SOURCE RECORDS →

────────────────────────────────────────

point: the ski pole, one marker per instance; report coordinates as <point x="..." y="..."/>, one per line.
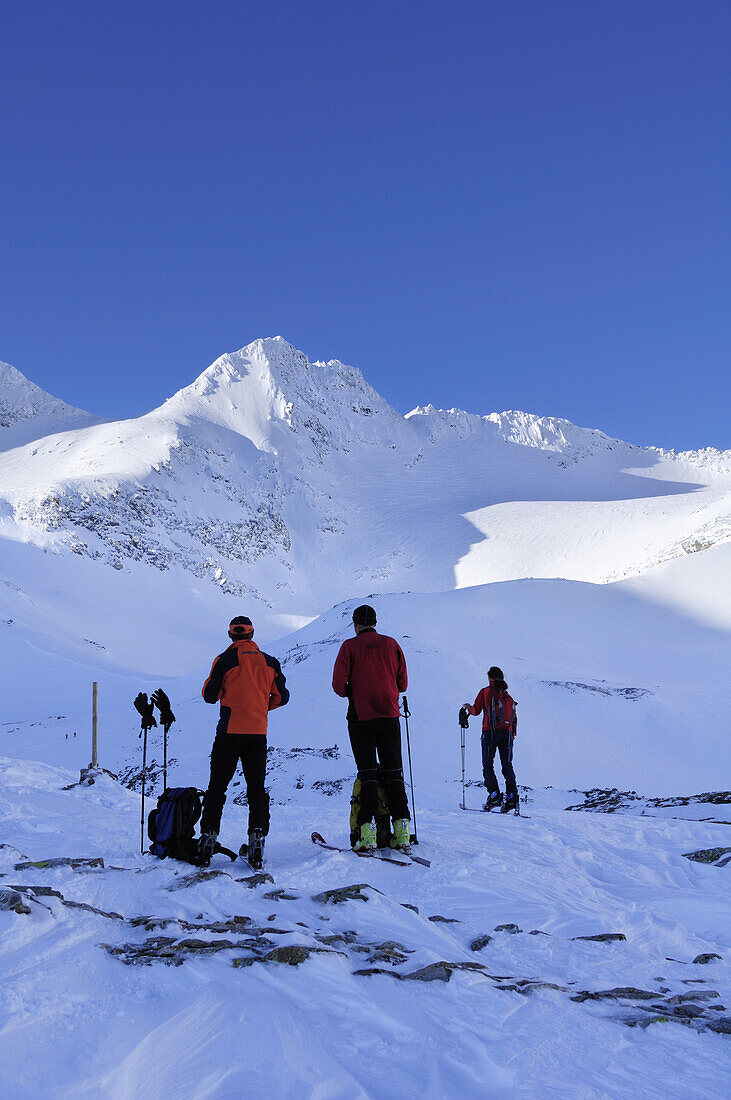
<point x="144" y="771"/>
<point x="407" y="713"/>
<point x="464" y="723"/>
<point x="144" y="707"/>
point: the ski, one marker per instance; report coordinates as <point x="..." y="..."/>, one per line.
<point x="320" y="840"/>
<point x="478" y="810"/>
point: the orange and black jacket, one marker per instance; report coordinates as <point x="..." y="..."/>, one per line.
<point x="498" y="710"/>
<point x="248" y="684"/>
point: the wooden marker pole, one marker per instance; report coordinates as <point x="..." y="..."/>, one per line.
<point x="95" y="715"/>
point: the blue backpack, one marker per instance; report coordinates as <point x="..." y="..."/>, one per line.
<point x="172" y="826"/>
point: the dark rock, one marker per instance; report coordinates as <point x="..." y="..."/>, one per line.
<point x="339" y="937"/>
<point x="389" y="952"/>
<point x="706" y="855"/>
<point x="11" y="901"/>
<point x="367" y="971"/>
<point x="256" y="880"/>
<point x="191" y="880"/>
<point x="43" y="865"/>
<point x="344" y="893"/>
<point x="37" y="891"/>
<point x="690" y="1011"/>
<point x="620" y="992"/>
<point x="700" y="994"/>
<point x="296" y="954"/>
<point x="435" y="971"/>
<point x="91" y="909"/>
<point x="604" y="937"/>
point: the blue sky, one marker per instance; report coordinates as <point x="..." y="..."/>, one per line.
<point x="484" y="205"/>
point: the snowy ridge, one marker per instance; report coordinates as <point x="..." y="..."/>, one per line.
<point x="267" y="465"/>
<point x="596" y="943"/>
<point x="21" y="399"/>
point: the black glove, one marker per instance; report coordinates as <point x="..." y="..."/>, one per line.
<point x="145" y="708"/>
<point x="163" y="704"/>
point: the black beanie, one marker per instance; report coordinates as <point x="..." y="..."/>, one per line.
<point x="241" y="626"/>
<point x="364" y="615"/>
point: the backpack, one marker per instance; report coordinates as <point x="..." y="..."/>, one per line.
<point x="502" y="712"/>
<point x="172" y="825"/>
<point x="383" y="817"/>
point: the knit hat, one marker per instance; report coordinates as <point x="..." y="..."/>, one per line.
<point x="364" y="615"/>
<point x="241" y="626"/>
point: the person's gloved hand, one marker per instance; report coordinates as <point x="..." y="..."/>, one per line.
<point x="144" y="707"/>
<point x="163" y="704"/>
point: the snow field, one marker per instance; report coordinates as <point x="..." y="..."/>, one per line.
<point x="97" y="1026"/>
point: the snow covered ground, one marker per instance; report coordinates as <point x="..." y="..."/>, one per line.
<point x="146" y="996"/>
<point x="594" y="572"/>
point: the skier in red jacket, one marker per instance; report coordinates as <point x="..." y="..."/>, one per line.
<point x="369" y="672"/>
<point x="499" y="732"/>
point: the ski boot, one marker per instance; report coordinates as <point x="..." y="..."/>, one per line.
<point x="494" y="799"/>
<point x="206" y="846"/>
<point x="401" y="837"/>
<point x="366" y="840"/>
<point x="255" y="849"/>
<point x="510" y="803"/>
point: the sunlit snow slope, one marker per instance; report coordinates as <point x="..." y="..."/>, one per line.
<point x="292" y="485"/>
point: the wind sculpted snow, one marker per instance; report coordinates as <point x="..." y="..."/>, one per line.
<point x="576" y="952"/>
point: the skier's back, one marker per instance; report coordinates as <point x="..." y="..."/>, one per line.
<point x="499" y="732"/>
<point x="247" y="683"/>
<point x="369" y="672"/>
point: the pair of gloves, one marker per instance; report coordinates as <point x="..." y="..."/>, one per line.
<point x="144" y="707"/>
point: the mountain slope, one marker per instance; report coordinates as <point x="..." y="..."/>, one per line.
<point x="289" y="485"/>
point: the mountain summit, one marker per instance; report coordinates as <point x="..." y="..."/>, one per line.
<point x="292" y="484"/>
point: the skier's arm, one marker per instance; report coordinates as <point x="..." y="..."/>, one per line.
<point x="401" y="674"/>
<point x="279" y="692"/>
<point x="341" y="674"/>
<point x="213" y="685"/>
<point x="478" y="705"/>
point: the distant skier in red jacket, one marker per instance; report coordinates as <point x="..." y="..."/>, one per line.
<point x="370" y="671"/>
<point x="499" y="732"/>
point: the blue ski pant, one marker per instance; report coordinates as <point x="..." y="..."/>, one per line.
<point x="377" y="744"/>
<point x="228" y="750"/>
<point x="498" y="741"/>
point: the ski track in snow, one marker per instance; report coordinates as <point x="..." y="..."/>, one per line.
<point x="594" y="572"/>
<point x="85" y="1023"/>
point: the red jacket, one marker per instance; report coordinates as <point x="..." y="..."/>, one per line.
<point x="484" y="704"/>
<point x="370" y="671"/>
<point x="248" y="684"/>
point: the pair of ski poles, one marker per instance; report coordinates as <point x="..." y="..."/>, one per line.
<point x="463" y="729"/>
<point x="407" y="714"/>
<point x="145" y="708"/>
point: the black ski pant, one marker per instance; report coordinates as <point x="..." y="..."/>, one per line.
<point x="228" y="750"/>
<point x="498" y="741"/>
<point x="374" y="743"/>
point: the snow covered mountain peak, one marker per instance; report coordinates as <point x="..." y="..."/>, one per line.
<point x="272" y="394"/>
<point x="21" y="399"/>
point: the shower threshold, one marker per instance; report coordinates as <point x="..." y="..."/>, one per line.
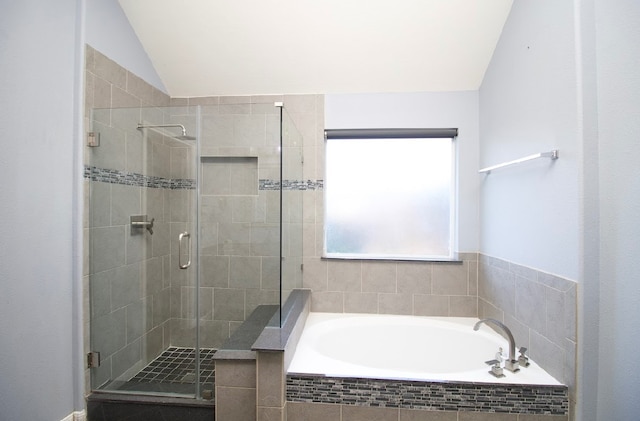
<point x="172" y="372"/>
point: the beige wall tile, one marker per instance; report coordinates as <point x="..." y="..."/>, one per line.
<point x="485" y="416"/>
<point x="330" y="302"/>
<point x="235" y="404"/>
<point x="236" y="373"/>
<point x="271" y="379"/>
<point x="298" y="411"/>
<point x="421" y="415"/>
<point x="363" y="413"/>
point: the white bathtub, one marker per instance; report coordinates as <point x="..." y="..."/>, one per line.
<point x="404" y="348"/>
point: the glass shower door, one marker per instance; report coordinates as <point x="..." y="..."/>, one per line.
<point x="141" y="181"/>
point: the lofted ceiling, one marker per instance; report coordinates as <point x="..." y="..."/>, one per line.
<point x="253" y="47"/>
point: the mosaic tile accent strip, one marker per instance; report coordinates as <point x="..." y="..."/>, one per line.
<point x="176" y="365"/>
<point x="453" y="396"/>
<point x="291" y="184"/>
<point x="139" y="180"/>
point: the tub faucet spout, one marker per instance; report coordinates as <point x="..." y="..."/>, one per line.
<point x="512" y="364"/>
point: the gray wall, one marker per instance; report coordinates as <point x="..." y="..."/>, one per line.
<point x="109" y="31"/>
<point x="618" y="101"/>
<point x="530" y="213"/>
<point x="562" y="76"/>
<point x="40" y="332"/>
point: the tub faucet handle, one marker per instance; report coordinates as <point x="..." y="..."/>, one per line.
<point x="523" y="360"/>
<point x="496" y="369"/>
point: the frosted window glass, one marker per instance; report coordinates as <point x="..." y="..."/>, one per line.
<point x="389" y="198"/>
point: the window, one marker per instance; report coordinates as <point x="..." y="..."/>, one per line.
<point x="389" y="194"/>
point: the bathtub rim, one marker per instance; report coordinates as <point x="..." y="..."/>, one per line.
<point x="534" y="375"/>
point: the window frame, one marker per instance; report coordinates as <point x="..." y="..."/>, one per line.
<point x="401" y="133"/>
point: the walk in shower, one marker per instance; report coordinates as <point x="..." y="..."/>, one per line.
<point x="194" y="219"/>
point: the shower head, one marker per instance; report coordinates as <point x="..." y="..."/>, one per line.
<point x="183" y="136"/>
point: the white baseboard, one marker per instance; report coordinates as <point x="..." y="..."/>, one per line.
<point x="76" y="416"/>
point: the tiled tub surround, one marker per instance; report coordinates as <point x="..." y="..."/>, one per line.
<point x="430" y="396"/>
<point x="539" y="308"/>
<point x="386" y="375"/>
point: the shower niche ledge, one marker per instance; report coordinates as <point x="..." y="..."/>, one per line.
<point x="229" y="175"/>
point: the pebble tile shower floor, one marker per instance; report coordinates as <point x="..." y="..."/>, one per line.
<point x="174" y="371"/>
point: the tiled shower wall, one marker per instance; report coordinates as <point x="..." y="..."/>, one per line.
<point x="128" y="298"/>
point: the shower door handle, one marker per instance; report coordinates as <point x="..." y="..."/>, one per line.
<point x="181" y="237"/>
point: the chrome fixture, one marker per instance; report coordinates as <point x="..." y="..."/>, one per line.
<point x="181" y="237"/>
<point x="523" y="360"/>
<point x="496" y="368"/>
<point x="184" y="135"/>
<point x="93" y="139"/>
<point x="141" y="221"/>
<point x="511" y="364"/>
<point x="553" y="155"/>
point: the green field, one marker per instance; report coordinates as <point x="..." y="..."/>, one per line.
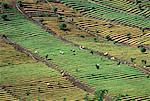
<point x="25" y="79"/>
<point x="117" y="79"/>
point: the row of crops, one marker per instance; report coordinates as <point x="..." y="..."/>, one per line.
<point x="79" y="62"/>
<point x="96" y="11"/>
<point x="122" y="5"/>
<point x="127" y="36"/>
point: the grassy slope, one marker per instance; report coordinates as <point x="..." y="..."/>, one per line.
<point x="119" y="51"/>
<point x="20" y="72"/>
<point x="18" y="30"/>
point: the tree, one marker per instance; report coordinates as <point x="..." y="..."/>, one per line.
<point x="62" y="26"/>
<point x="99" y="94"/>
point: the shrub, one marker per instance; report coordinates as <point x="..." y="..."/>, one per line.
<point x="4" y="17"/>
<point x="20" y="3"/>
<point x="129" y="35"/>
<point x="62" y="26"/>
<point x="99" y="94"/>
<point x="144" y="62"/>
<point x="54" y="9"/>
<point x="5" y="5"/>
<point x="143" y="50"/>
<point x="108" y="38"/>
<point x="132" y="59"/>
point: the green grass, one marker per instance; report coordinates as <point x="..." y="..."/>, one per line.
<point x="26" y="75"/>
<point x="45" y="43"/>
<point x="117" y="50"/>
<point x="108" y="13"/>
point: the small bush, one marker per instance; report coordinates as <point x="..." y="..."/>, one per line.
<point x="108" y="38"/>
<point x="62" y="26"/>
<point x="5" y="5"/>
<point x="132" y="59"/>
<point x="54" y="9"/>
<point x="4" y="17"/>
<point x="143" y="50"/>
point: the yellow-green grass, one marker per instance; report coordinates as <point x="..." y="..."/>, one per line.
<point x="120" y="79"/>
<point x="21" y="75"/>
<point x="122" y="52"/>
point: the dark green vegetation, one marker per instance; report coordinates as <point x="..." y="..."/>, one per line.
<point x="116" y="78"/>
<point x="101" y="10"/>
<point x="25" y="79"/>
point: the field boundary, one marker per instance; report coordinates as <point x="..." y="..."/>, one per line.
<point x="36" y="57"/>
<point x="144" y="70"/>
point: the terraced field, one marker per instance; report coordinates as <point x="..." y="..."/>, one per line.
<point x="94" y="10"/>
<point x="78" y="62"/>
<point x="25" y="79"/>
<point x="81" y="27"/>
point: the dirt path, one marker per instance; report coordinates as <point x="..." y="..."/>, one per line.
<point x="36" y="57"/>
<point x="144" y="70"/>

────────────────────────────────────────

SHORT TASK →
Give the listing as a two-column CSV headed instruction and answer, beginning at the line that has "point: the dark green" and stopping after the end of the listing, with one row per instruction. Put the instruction text and its full answer each in a single quoted field, turning line breaks into spaces.

RESULT →
instruction,answer
"point: the dark green vegetation, one marker per instance; report coordinates as <point x=""..."" y=""...""/>, one per line.","<point x=""116"" y=""78""/> <point x=""101"" y=""10""/> <point x=""25"" y=""79""/>"
"point: the field boundary, one marker per instance; report coordinates as <point x=""..."" y=""...""/>, one per line.","<point x=""36"" y=""57""/> <point x=""144"" y=""70""/>"
"point: the terraced field, one marker per instance; report coordinates as <point x=""..."" y=""...""/>, one per line.","<point x=""94"" y=""10""/> <point x=""78"" y=""62""/> <point x=""25"" y=""79""/> <point x=""81"" y=""27""/>"
"point: the dirt path, one marker per instance; report coordinates as <point x=""..."" y=""...""/>, one per line.","<point x=""36"" y=""57""/> <point x=""144"" y=""70""/>"